# Natural-language object grounding data:
§
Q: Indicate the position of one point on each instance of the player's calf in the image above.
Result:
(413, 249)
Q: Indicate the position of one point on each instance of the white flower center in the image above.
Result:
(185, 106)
§
# TASK ITEM:
Only the number is wanted: how many lines in the entries above include the word "each"?

# YOUR SOLUTION:
2